**WORK TO COMPLETE**.
In which lines of the data does the string "shirt" appear? Copy every one.

================================

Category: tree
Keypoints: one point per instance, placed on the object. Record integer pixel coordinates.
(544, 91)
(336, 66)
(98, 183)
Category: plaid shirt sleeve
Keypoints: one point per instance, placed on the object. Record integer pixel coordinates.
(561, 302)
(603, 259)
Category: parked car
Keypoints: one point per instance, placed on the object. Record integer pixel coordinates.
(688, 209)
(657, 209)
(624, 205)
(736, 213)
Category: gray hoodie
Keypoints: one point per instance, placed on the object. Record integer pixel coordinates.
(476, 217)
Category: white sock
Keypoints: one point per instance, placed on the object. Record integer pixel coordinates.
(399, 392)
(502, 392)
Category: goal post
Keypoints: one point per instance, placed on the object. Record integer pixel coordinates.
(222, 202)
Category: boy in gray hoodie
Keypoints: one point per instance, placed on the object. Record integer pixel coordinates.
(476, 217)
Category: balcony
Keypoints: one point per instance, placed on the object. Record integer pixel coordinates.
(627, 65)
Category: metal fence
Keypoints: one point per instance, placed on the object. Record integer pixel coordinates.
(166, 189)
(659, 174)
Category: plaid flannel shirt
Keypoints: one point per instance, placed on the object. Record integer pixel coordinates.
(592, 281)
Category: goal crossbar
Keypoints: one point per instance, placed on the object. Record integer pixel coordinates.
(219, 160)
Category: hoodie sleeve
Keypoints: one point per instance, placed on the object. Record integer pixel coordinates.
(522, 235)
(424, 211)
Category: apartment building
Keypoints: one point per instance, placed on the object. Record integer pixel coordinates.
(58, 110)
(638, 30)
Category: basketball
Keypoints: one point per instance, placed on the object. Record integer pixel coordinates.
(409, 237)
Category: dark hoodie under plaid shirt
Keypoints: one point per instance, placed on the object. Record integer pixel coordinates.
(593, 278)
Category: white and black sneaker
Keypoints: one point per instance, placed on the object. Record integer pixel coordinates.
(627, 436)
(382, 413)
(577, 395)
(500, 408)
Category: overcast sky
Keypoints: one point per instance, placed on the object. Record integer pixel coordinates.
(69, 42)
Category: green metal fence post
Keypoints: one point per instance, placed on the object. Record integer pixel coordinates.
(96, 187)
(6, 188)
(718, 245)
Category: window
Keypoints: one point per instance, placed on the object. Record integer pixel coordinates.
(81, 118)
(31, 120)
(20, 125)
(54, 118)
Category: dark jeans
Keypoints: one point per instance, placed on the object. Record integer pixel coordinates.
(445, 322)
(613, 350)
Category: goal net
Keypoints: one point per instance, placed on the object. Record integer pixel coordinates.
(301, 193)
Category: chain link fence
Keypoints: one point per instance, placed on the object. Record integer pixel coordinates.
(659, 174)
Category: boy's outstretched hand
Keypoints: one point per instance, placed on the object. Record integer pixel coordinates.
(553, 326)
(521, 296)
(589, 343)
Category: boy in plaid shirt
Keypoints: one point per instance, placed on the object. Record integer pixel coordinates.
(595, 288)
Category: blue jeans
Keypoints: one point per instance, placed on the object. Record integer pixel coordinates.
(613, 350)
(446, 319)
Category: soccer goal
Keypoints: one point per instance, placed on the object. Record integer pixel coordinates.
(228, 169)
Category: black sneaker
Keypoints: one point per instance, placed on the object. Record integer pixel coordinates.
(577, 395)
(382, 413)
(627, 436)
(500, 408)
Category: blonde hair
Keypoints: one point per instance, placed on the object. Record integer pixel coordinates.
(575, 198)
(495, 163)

================================

**RESULT**.
Category: plaid shirt sleeve
Category: plaid flannel shirt
Category: dark hoodie under plaid shirt
Category: boy in plaid shirt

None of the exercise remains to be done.